_Work request 1_
In the vaccine Q&A, what does Syed say is the key to a return to normalcy?
_Work request 2_
Duplicate the part of the vaccine Q&A starting at "According to Syed, it’s" and ending at "protection will strengthen.".

_Selected text_

◆ ◆ ◆ ◆ ◆ ◆ ◆

According to Syed, it’s both: "On one hand they protect you from getting severe disease, hospitalization and death," she says. "Also, it has been shown that these are decreasing transmission, as well."

She adds that eventually if enough people are vaccinated, that double-sided protection will strengthen.

"The virus needs a host, so if you’re vaccinated and you have antibodies and the virus can’t run rampant in your body, you can’t give it to someone else and the virus has nowhere to go. So it’s a dead end."


“Why do you have to get vaccinated more than once?”


- Azn Pineda, 14, Elwood

For the Pfizer and Moderna vaccines, which require two doses, "The first dose is basically the priming dose; it wakes up the immune system," says Sood. "The second dose reminds the immune system to make the protective cells for the long-term. Without that [second dose] the vaccine can’t complete its work."

"How long until scientists predict school will be back to normal?" — Lily Tannenbaum, 12, Merrick

Dr. Uzma Syed says it’s hard to pin down a specific date, since we’re learning more and more about the virus and its variants each day. A return to normalcy will be "in stages," and the key is to continue social distancing and mask-wearing. "What we can say is things are getting better as more and more people are getting vaccinated. This includes teachers as well, who are eligible in most states to get vaccinated," she says.

“Why should people still take the COVID vaccine even after contracting the virus?”

◆ ◆ ◆ ◆ ◆ ◆ ◆

_Input data_
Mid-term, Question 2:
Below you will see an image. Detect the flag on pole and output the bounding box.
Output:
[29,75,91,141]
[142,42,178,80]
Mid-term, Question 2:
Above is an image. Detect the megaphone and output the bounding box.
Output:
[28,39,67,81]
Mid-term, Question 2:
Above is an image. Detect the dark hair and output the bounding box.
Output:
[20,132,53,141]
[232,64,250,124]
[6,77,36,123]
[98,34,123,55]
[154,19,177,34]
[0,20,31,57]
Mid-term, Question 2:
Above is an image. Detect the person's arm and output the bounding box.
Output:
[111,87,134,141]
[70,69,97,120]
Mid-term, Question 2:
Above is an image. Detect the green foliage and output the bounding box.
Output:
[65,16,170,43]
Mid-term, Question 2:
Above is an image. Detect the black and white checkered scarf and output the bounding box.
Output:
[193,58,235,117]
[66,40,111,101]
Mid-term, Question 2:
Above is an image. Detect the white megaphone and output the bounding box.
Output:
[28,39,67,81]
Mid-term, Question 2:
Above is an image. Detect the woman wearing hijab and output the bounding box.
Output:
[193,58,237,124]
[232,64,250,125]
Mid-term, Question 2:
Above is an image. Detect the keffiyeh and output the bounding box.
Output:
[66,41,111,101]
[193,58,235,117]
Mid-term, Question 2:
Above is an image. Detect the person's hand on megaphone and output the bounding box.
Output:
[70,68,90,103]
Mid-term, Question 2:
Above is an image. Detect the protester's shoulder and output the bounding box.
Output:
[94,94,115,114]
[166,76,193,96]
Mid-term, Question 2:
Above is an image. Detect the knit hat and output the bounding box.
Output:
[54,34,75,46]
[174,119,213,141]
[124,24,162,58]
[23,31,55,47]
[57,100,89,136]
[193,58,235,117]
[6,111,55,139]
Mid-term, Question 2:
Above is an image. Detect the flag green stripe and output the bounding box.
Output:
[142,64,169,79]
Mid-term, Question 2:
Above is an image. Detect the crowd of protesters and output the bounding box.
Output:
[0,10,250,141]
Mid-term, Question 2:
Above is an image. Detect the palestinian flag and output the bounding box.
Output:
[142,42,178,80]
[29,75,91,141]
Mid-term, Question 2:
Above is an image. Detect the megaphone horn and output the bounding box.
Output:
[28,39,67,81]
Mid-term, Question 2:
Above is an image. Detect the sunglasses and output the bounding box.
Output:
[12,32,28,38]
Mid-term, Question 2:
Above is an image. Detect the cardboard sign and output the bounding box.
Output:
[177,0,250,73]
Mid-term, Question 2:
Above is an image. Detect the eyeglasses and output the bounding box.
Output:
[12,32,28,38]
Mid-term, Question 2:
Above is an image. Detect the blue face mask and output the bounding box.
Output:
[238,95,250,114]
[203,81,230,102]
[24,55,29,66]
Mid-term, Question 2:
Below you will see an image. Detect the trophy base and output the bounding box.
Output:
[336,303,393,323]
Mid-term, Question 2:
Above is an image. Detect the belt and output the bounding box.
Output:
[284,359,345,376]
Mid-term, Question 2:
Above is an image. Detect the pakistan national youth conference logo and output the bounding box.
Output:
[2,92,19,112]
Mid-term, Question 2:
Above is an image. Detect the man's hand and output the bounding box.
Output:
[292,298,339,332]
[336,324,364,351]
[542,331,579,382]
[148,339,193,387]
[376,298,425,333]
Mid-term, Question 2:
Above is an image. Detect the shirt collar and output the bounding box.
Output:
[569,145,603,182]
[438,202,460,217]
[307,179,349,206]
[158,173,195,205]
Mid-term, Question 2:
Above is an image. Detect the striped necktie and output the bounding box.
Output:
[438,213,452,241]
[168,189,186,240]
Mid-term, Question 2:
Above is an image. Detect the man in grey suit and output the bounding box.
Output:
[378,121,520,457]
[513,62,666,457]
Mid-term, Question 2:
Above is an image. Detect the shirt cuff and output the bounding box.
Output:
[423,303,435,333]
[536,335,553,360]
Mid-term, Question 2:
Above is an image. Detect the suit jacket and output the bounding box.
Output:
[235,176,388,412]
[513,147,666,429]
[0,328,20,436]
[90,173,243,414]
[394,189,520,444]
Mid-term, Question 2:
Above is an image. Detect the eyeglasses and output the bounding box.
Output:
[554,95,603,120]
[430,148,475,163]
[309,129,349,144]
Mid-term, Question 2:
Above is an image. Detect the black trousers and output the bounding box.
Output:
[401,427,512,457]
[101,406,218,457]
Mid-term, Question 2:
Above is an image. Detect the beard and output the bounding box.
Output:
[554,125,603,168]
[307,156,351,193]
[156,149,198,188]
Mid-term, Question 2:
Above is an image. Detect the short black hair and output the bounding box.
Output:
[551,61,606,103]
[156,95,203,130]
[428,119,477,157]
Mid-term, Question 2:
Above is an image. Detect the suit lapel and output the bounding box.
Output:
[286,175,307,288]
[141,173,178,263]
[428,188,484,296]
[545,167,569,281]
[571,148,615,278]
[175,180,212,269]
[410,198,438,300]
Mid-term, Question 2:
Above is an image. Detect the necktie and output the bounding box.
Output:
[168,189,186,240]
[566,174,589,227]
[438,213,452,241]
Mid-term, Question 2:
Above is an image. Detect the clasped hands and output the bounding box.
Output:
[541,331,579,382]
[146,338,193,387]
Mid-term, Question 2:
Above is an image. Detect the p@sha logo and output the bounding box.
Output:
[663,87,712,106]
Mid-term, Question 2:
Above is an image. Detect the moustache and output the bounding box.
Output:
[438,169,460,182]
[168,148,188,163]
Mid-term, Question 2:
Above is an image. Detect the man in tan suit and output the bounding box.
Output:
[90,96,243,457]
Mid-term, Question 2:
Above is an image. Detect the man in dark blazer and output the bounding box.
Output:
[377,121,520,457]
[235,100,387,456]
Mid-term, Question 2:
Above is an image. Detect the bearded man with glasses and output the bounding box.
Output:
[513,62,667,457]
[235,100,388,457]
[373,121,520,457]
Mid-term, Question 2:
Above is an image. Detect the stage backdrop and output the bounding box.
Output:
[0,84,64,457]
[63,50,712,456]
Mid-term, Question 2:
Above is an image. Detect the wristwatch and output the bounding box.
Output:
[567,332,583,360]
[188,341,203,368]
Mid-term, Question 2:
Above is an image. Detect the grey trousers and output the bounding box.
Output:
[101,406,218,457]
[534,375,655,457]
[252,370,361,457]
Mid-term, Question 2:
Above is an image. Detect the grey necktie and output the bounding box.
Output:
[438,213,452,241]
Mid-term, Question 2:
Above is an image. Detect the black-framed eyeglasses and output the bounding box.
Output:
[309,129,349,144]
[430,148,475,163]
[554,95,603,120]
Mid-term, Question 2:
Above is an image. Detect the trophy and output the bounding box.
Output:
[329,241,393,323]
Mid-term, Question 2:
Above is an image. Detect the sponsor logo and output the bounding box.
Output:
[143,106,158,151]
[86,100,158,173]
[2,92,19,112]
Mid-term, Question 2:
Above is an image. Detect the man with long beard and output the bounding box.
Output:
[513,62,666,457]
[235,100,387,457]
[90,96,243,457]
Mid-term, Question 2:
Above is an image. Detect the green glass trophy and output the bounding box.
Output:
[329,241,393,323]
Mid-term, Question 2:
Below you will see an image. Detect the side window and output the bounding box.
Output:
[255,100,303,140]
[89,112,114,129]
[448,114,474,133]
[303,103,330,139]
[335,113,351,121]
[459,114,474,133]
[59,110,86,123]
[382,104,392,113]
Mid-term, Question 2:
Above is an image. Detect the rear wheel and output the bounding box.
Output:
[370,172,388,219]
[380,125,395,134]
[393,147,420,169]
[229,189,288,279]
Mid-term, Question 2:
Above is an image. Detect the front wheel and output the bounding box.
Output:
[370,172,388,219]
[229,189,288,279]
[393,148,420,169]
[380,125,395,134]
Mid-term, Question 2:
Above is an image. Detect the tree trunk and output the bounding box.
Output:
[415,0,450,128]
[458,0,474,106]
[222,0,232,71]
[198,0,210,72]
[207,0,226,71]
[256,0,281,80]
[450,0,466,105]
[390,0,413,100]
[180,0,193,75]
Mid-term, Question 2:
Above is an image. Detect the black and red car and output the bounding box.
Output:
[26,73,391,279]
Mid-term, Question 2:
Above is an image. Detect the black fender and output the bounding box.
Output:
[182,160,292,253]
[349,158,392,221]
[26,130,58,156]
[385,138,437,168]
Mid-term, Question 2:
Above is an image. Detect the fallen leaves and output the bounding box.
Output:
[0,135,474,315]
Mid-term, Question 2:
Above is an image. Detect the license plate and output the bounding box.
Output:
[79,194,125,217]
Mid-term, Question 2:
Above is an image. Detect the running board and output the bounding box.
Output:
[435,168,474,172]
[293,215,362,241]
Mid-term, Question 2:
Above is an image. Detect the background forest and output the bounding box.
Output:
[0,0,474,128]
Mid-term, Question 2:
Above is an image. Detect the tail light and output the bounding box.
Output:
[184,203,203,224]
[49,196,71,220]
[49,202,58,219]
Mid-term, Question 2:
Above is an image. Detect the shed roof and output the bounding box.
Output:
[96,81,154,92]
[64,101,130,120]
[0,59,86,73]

◆ ◆ ◆ ◆ ◆ ◆ ◆

_Exercise response 1_
Continuing social distancing and mask-wearing.

_Exercise response 2_
According to Syed, it’s both: "On one hand they protect you from getting severe disease, hospitalization and death," she says. "Also, it has been shown that these are decreasing transmission, as well."

She adds that eventually if enough people are vaccinated, that double-sided protection will strengthen.